**WORUM ES GEHT:**
Schreibe den Text über die Neubauten am Torhaus am Neutor in Münster im Anschluss an seinen letzten Satz weiter.

**ZU LESENDER TEXT:**

Material als Mittler
Städtebaulicher Übergang geschaffen
Die Torhäuser am Neutor in Münster sind die beiden einzigen von Wilhelm Ferdinand Lipper gestalteten und noch vollständig erhaltenen Gebäude der Stadt. Sie wurden 1778 als Wachhäuser im Stil des Frühklassizismus errichtet. Ihre Fassaden bestehen – typisch westfälisch – aus rotem Backstein, wobei einzelne Elemente wie die Tür- und Fenstergewände sowie das Kranzgesims aus Sandstein gefertigt sind. Gerahmt wird das geschichtsträchtige Gebäude heute von einer zwei- bis dreigeschossigen Reihenbebauung, die aus der Gründerzeit stammt. Die Gebäudehüllen sind der Architektur aus dieser Zeit entsprechend verputzt und mal in zurückhaltenden Beige- und Weißtönen, mal in bunten Pastelltönen gestrichen.
Zwischen dieser Verschiedenheit zu vermitteln war die zentrale Aufgabe beim Entwurf zur Füllung einer Bebauungslücke zwischen dem Torhaus am Schlossplatz und dem Haus an der Wilhelmstraße 1. Als Gewinner des Ideen- und Realisierungswettbewerbs ging das örtliche Büro hehnpohl architektur hervor. "Unsere Hauptaufgabe in der Gestaltung der Neubauten war es, einen städtebaulichen Übergang von der mehrgeschossigen Randbebauung an der Wilhelmstraße hin zum kleinformatigen Torhaus zu schaffen und auch den denkmalpflegerischen Gesichtspunkten dabei gerecht zu werden", erläutert Architekt Marc Hehn. Das Konzept sieht zwei Neubauten mit 19 Wohneinheiten sowie einer Gewerbeeinheit vor. Die Kubatur des Baukörpers im hinteren Bereich wurde der spitz dreieckig zulaufenden Grundstücksform entsprechend angepasst. "Die Gestalt des straßenseitigen Baukörpers orientiert sich in einer Axialität an der historischen Stadtbefestigung beziehungsweise am ehemaligen Stadtgraben", so Hehn. "Sein Erscheinungsbild erinnert selbstbewusst an ein klassisches Münsteraner Giebelhaus. Aus Respekt vor der Besonderheit des Denkmals öffnet der nordöstliche Fassadeneinschnitt den Blick auf das Torhaus." Im Zuge des Projektes wurde zudem das Bestandsgebäude an der Wilhelmstraße 1 durch ein Mansard-Dachgeschoss aufgestockt und seine Fassade saniert.

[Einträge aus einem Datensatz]
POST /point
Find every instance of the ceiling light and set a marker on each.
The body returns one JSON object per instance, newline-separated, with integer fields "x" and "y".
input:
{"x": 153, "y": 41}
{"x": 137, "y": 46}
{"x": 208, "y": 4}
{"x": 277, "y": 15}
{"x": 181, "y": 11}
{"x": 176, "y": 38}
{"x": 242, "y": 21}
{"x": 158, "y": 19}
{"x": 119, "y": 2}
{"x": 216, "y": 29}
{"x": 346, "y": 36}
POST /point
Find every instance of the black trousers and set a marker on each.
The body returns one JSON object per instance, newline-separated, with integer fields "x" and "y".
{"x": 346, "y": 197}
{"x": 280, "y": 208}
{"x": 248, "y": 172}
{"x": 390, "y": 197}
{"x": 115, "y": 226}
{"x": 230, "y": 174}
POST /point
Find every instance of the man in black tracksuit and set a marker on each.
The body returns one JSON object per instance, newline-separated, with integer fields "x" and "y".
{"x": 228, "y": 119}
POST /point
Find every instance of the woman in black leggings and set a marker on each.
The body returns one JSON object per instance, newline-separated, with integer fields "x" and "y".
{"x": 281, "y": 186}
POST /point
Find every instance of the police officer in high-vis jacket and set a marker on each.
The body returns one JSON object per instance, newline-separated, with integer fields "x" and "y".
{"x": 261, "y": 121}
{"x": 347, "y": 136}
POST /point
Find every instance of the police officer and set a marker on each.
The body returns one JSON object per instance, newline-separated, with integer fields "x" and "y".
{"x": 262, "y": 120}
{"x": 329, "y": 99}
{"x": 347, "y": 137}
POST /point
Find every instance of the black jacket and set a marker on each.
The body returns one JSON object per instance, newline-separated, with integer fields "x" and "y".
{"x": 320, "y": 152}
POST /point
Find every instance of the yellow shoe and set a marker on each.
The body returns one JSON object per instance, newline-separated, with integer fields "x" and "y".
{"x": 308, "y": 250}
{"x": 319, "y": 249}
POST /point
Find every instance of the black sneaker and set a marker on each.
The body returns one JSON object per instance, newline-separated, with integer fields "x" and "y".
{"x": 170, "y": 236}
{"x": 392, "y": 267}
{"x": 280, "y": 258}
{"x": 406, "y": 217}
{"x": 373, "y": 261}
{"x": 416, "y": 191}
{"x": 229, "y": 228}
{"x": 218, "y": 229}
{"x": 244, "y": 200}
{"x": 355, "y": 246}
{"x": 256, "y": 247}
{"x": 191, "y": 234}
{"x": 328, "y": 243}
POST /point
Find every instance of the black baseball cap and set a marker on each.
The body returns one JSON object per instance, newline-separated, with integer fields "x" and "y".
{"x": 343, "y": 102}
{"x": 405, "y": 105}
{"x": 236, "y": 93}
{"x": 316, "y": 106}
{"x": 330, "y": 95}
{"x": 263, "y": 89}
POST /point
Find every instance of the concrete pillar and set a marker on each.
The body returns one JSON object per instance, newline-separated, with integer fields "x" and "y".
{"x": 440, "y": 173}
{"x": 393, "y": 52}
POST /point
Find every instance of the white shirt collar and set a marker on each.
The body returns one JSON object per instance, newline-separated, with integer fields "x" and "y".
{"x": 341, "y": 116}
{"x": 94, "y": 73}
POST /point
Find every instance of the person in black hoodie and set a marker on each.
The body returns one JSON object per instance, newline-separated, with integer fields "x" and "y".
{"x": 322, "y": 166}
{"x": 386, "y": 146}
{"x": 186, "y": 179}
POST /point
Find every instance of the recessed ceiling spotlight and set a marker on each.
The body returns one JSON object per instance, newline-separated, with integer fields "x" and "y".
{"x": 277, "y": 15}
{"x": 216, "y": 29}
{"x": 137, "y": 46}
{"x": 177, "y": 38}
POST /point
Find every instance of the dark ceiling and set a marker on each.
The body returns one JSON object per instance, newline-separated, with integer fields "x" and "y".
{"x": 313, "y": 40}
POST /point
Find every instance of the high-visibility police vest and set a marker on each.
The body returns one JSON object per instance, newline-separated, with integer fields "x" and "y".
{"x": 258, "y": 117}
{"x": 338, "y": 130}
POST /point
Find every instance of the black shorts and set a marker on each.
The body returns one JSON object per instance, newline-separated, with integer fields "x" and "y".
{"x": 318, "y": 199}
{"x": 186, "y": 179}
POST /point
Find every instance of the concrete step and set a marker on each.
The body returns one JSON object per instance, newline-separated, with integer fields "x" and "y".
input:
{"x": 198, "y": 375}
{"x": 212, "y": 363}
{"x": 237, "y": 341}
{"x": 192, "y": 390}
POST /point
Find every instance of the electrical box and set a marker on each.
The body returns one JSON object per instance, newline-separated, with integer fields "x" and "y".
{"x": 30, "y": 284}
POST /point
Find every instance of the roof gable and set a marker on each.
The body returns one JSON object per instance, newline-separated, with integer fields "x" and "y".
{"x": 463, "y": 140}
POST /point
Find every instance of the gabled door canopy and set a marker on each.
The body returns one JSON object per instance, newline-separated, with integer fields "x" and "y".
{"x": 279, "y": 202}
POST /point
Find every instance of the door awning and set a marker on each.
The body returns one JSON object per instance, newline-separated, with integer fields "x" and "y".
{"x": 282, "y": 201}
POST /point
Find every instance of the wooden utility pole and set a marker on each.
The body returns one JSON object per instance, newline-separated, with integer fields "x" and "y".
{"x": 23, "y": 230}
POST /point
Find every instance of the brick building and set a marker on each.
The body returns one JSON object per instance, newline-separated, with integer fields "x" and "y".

**ERGEBNIS DER ÜBUNG:**
Ziel war es, dem gesamten Ensemble eine gleichartige Erscheinung zu geben. Während Putz als Fassadenmaterial am Bestand der Wilhelmstraße 1 vorgegeben war, entschieden sich die Architekten bei den zwei Neubauten für Klinker. Verarbeitet wurde schließlich die Handstrichsortierung "Weimar HS" von Hagemeister, ein sandfarbener Stein mit leichten Kohlebrand-Aufschmauchungen im schmalen Modulformat.
Auf Wunsch wurde für dieses Projekt der Anteil gelblich bis leicht rötlicher Farbnuancen erhöht. Die Mauerwerksfuge ist ebenfalls in einem hellen, zum Stein passenden Ton gehalten. "In ihrer Materialität orientieren sich die neuen Gebäude mit ihren Ziegelfassaden am massiven Backstein des Torhäuschens, gleichzeitig entsteht durch den sandfarbenen Klinker und die entsprechenden Mauerwerksfugen ein homogenes, zum Putz der weiteren Umgebungsbebauung passendes Erscheinungsbild", schließt Marc Hehn.